_Task inputs_.
-------
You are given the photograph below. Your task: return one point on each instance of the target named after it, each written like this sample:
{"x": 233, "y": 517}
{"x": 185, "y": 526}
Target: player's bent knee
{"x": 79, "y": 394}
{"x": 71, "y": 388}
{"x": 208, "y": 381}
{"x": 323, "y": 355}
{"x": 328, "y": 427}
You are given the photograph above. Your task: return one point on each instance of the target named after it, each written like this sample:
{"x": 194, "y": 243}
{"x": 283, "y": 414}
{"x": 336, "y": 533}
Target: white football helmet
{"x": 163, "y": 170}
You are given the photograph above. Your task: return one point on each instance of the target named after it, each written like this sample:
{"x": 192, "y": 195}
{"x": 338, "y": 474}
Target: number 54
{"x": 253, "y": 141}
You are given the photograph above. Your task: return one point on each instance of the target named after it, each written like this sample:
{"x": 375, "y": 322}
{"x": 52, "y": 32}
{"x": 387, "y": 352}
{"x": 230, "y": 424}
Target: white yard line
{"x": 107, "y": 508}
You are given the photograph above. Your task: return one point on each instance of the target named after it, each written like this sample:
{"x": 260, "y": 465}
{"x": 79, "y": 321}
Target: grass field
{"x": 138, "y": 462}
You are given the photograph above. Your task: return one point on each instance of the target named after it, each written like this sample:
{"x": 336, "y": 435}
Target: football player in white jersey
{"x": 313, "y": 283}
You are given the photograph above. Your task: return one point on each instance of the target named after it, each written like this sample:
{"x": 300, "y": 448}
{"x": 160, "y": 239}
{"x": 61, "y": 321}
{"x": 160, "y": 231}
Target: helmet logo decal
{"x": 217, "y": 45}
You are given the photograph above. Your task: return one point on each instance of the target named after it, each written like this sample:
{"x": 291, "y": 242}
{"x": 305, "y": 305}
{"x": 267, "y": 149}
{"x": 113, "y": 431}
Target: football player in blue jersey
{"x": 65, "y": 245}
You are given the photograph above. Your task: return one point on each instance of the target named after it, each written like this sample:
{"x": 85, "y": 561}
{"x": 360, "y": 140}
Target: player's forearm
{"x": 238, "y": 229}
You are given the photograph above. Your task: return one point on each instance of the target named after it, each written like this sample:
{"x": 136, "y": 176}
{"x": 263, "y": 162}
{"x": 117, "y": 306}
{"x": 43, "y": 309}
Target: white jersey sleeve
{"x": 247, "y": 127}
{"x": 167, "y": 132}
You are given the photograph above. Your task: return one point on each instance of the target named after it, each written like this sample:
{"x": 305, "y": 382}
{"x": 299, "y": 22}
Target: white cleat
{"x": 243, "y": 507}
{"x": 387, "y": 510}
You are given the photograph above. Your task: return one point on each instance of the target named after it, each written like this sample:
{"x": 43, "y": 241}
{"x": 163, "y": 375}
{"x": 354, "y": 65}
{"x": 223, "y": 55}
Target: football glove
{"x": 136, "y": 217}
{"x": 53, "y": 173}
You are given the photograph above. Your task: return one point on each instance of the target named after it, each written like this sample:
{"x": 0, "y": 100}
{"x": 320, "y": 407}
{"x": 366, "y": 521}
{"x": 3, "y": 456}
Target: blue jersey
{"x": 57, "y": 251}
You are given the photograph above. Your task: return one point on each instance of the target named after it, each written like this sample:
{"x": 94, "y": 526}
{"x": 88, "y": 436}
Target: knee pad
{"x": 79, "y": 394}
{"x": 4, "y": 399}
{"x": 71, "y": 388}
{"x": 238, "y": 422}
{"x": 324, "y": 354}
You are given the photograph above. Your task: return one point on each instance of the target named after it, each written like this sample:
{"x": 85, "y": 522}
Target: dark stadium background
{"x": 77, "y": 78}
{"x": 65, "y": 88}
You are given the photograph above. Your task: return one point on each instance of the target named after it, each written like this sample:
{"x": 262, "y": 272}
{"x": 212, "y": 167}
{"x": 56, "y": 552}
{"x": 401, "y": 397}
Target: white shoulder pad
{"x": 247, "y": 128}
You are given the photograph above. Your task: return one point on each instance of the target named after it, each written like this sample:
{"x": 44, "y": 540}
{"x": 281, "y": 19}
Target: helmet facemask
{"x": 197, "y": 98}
-------
_Task to complete_. Your task is to output the full set of records exactly as presented.

_Result of this task_.
You are given the photograph below. Your task: return one point on each instance of the target named after it, each written like this sample:
{"x": 233, "y": 517}
{"x": 185, "y": 526}
Target: player's bent knee
{"x": 79, "y": 394}
{"x": 71, "y": 388}
{"x": 208, "y": 381}
{"x": 323, "y": 355}
{"x": 328, "y": 427}
You are given the photograph above. Your task: return one point on each instance of the target named after it, each written like this sample:
{"x": 194, "y": 243}
{"x": 283, "y": 414}
{"x": 336, "y": 533}
Target: white football helmet
{"x": 163, "y": 170}
You are given the photograph above. Your task: return one point on each instance of the target named after it, each written like this sample:
{"x": 192, "y": 195}
{"x": 338, "y": 474}
Target: number 54
{"x": 253, "y": 141}
You are given the photograph above. Your task: return one point on each instance of the target named after it, each written like this sample:
{"x": 375, "y": 322}
{"x": 52, "y": 32}
{"x": 387, "y": 352}
{"x": 230, "y": 424}
Target: white yard line
{"x": 107, "y": 508}
You are given the photograph above. Your task: return one point on each instance of the target named after it, each written like this sample:
{"x": 260, "y": 465}
{"x": 79, "y": 321}
Target: grass field
{"x": 138, "y": 462}
You are given the photograph above. Your task: return one point on each instance of the target named after it, each written like this sample:
{"x": 336, "y": 435}
Target: football player in white jersey
{"x": 313, "y": 283}
You are given the photograph above. Your task: return one point on each instance of the target named after it, each written like this sample:
{"x": 300, "y": 448}
{"x": 160, "y": 239}
{"x": 61, "y": 321}
{"x": 160, "y": 231}
Target: helmet logo decal
{"x": 217, "y": 45}
You are given the photograph above. Your task: return one point on each instance of the target named after it, each written like this sample:
{"x": 291, "y": 242}
{"x": 305, "y": 305}
{"x": 267, "y": 149}
{"x": 113, "y": 431}
Target: football player in blue jersey
{"x": 65, "y": 245}
You are given the photograph above. Your task: return one point on each instance of the target named after it, each written like this sample:
{"x": 85, "y": 561}
{"x": 360, "y": 140}
Target: player's forearm
{"x": 238, "y": 229}
You are given the photograph above. Your task: return one point on each instance of the target named after it, each written like this sample:
{"x": 136, "y": 176}
{"x": 263, "y": 162}
{"x": 117, "y": 306}
{"x": 43, "y": 309}
Target: white jersey sleeve
{"x": 247, "y": 127}
{"x": 167, "y": 132}
You are given the photograph above. Your task: return one point on each instance of the target named after it, each written like this sample:
{"x": 305, "y": 382}
{"x": 299, "y": 22}
Target: white cleat
{"x": 243, "y": 507}
{"x": 387, "y": 510}
You are given the photograph above. Your task: return one point on each instance of the target named after it, each written like this sample:
{"x": 43, "y": 241}
{"x": 163, "y": 375}
{"x": 354, "y": 65}
{"x": 223, "y": 55}
Target: football glove
{"x": 136, "y": 217}
{"x": 53, "y": 173}
You are given the photograph above. Your task: return one point on each instance of the target named after it, each written like this sample:
{"x": 0, "y": 100}
{"x": 320, "y": 407}
{"x": 366, "y": 521}
{"x": 3, "y": 456}
Target: blue jersey
{"x": 57, "y": 251}
You are given the photograph above. Your task: return one point on each instance of the target named after it, each written like this sample:
{"x": 94, "y": 526}
{"x": 88, "y": 436}
Target: knee pad
{"x": 79, "y": 394}
{"x": 4, "y": 399}
{"x": 71, "y": 388}
{"x": 238, "y": 422}
{"x": 324, "y": 354}
You are given the photograph above. Your task: return one point on each instance of the target named after it, each written like this sample:
{"x": 85, "y": 522}
Target: dark stadium background
{"x": 77, "y": 78}
{"x": 65, "y": 88}
You are given the photograph above. Your task: return one point on each instance of the target named after it, each written like this sample:
{"x": 262, "y": 272}
{"x": 212, "y": 167}
{"x": 56, "y": 552}
{"x": 401, "y": 397}
Target: white shoulder pad
{"x": 247, "y": 128}
You are given the photograph above. Your task: return one point on each instance of the target named after it, each written like this sample:
{"x": 44, "y": 540}
{"x": 281, "y": 19}
Target: helmet facemask
{"x": 197, "y": 98}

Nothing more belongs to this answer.